Instructions for the task: Every entry must be copied word for word.

Named-object pointing records
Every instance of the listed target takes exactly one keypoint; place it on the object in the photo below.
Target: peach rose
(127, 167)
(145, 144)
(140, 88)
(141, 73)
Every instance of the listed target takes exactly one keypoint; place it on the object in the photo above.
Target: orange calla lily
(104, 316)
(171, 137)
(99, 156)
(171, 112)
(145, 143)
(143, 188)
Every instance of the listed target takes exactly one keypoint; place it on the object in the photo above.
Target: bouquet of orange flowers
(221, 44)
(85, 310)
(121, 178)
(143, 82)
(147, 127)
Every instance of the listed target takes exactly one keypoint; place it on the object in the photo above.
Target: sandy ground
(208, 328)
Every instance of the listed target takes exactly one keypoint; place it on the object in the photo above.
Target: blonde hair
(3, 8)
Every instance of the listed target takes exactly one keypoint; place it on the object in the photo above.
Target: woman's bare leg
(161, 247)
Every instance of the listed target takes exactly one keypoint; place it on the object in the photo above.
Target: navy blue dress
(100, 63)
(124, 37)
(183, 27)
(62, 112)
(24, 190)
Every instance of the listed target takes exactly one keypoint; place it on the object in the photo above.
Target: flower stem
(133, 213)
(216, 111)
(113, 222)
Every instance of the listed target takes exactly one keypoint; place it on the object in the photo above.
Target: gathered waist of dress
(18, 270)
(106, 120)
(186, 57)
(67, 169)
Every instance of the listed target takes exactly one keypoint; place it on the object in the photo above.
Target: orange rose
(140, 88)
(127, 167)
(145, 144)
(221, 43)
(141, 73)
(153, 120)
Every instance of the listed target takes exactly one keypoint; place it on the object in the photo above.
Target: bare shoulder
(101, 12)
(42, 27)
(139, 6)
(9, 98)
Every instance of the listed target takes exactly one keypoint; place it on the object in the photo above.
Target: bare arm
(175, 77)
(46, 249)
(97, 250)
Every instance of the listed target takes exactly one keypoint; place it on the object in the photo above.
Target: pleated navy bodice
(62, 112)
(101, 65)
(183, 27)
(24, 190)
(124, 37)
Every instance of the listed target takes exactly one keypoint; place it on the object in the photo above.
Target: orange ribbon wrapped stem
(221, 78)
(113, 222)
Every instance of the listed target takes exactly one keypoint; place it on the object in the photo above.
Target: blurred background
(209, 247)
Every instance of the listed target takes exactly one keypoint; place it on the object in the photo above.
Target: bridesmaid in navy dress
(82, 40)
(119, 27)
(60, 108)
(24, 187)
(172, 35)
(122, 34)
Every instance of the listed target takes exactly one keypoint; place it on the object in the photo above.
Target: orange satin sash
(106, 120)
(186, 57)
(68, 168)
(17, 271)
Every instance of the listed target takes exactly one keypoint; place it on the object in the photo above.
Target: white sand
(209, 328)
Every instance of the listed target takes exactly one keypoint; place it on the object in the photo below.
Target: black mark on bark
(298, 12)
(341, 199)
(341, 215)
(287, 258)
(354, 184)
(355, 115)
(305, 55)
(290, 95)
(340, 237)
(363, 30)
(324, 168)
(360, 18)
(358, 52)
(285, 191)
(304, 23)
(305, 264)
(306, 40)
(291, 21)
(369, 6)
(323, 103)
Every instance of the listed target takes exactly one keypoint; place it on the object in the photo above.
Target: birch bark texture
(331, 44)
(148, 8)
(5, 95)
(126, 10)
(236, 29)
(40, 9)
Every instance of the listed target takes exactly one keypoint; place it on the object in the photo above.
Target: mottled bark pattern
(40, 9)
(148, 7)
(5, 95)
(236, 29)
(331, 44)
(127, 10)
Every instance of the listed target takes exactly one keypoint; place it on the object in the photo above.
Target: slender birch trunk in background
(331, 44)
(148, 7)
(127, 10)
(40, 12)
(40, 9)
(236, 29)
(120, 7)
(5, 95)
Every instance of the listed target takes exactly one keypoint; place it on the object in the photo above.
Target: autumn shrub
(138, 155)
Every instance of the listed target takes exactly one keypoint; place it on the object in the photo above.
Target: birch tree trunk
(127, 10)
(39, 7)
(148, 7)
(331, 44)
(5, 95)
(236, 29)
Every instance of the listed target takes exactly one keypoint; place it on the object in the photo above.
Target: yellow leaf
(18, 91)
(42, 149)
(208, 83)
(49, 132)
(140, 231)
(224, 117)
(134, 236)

Result below:
Every instance of the listed target takes exactly one keypoint; place it on the object in the photo below.
Target: peach rose
(127, 167)
(145, 144)
(140, 88)
(141, 73)
Every instance of the listed target takes exactly one keypoint; place it on the object in the photo above.
Target: orange calla lily
(104, 316)
(171, 137)
(99, 156)
(171, 112)
(145, 143)
(143, 188)
Every instance of the listed target takes exactly one keypoint; place it on the object in the photo above.
Target: bouquet of orange flowers
(221, 44)
(85, 310)
(121, 178)
(143, 82)
(147, 127)
Every instance of the listed target takes exactly one keypoint; place it on the object in the photo above.
Target: sandy ground
(208, 328)
Every instance of the listed target takes exactly one keypoint; place it on the object in the photo above.
Target: blonde hair
(3, 8)
Every instance of the listed target takes exactly one keypoint; place it on the object in the photo above.
Target: woman's bare leg
(161, 247)
Every instance of the listed target takes exactly one keypoint; place it on the object in the photo above.
Target: navy blue dress
(100, 63)
(124, 37)
(183, 27)
(62, 112)
(24, 190)
Every instance of the listed target takes exactly one keypoint; place it on the object in the photo above.
Target: flower stem
(133, 213)
(216, 111)
(113, 222)
Every instance of the listed target takes exactly one keypoint; place it on the object in the photo above.
Target: gathered waist of dress
(18, 270)
(106, 120)
(186, 57)
(67, 169)
Every instance of the listed target takes exactly one keypoint; place it on the object in the photo above.
Target: orange rose
(140, 88)
(127, 167)
(145, 144)
(221, 43)
(141, 73)
(153, 120)
Every instance of the listed target takes exactly one keypoint; place it on the object in the photo above.
Target: bare shoulder
(101, 12)
(42, 27)
(139, 6)
(9, 98)
Every instance of the listed target takes exactly one keypoint; place it on the object in the photo above.
Target: bare arm
(175, 77)
(46, 249)
(97, 250)
Every instance of the listed target takes exactly one keypoint; place it on the object in the photo above.
Target: pleated navy bodice
(62, 112)
(101, 65)
(183, 27)
(24, 190)
(124, 37)
Every instance of the listed target takes exactly one keypoint; place it on the object in the photo above.
Target: orange ribbon wrapped stem
(221, 78)
(113, 222)
Every instance of the listed target takes exactly one keypoint; place it on the object in the photo above.
Target: blurred background
(209, 247)
Every instance of the listed target takes exactly one keypoint; place it on the object in the photo above.
Target: bridesmaid in navy dress
(82, 40)
(119, 27)
(60, 108)
(24, 187)
(172, 35)
(122, 34)
Every instance of the listed target takes exactly one keypoint; place it on the object in the photo above.
Target: orange satin sash
(106, 120)
(186, 57)
(68, 168)
(17, 271)
Every instance of the listed target takes exactly one keypoint; place it on the object in the photo above.
Target: white sand
(209, 328)
Every instance of the listed target takes exactly one keypoint; place it on the object in the photo below.
Target: black mark on bark
(298, 12)
(341, 199)
(341, 215)
(287, 258)
(354, 184)
(355, 115)
(305, 55)
(290, 95)
(340, 237)
(363, 30)
(324, 168)
(360, 18)
(358, 52)
(285, 191)
(304, 23)
(305, 264)
(306, 40)
(291, 21)
(369, 6)
(323, 103)
Every instance of the listed target takes exactly one keypoint; place it on the object in the photo above.
Target: birch bark texture
(331, 44)
(148, 8)
(5, 95)
(126, 10)
(236, 29)
(40, 9)
Every instance of the listed target takes exactly one keypoint; place it on the object in the photo above.
Target: mottled bark pattern
(40, 9)
(148, 7)
(5, 95)
(236, 29)
(331, 44)
(127, 10)
Every instance of the listed target takes exactly one keypoint; place it on the object in the photo above.
Target: slender birch trunk in background
(331, 44)
(148, 7)
(127, 10)
(40, 12)
(40, 9)
(236, 29)
(120, 7)
(5, 95)
Every instance of the listed target takes exactly one keypoint; place it on the object in the photo above.
Target: autumn shrub
(138, 155)
Every instance of the listed target takes exactly one keypoint; place it on the object in the photo above.
Target: birch tree trunk
(127, 10)
(39, 7)
(148, 7)
(331, 44)
(5, 95)
(236, 29)
Every instance of the listed target takes exactly one keypoint; place it on the object in the photo above.
Target: yellow leaf
(18, 91)
(42, 149)
(208, 83)
(49, 132)
(140, 231)
(224, 117)
(134, 236)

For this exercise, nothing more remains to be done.